Records supplied =

[Start of Attachment]

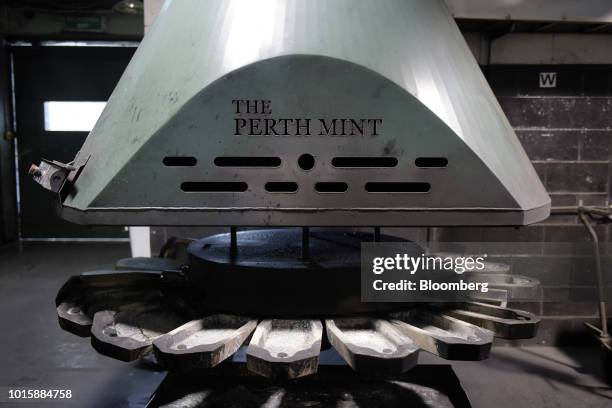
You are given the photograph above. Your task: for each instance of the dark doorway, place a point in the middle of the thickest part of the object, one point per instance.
(44, 74)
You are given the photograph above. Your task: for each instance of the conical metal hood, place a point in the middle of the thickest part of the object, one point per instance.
(303, 112)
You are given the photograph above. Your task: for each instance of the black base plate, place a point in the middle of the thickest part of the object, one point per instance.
(426, 386)
(267, 275)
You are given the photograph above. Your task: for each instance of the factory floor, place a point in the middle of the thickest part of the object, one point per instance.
(37, 354)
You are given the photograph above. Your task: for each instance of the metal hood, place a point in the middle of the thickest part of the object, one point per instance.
(418, 137)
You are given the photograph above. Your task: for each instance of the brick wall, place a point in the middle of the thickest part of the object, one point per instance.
(567, 133)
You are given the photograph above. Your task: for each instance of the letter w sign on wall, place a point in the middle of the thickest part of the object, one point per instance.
(548, 79)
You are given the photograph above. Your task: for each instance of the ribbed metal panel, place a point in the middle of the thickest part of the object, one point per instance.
(201, 54)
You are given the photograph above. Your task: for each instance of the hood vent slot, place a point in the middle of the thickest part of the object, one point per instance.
(281, 187)
(331, 187)
(431, 162)
(247, 162)
(180, 161)
(398, 187)
(361, 162)
(214, 187)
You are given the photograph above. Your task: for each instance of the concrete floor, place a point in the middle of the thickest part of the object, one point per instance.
(37, 354)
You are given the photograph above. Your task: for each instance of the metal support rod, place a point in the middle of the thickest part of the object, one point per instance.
(305, 243)
(376, 234)
(600, 285)
(233, 242)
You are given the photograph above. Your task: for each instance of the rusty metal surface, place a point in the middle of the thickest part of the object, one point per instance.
(407, 65)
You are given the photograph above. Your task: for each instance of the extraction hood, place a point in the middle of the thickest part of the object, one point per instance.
(298, 113)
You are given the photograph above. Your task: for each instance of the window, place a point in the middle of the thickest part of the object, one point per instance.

[End of Attachment]

Work to be completed = In the answer, all of the material should appear exactly as given, with no picture carried over.

Response to this task =
You are given the photograph above. Your task: for each instance of the dark doorway, place a point in the middle of the thickest part of the object, one point per instance.
(44, 74)
You are given the photograph above. Your task: for each instance of the conical metal hood, place a point in the middle of the thickest part of the object, one point per instance.
(303, 112)
You are given the photograph above. Your task: for each instance of the black base plate, place a point in the middle of the thickest part of the object, one point per instance.
(426, 386)
(267, 275)
You are given the photograph above. Your task: for each instance of the factory floor, place a point in the middle of the thickest part of the object, one point per instance.
(37, 354)
You are given the photograph above. Your task: for each instance of the metal hood, place a point in the middle of the thickest part of the object, one point per instance.
(418, 137)
You are given the photograph above. Your task: for each instance of the brick wall, place a point in the middle of the thickest part of the object, one point per instance.
(567, 133)
You are given the photograph above. Your task: for each instance of the letter w sign on wall, place a point in the middle of the thickest part of the object, one point per instance.
(548, 79)
You are given the photograph above. Your task: for each instance of the ribbed metal panel, place a point in the middle of the thickest part of the object, one point per instance.
(201, 54)
You are given the photograph above. Your task: for each instance of the hood vent slot, place a point in the middle of the thickest part of the object, one point per instance.
(281, 187)
(331, 187)
(431, 162)
(247, 162)
(180, 161)
(398, 187)
(361, 162)
(214, 187)
You are given the photograph above. Your task: for each instance of the concrete floor, place a point in the middle of the thickest part of the object, one point per instance.
(37, 354)
You are given the photograph above. Your task: for each instance of the metal support rod, place a point in the middle of the thickest part of the object, one point per instance.
(305, 243)
(376, 234)
(600, 285)
(233, 242)
You are given the photograph above. Your task: for each instance of the rusty metal surface, place a point in the middle of the thickest part of the object, one point per instance.
(407, 65)
You are given the photograph above. Your task: for each instance of the extraction hood, place a point in the middle of the thickest part of the object, one point per instance.
(298, 113)
You are given the photograph above. Your task: for each instance of the window, place a point in the middle of the thickest part of the object, one point per instance.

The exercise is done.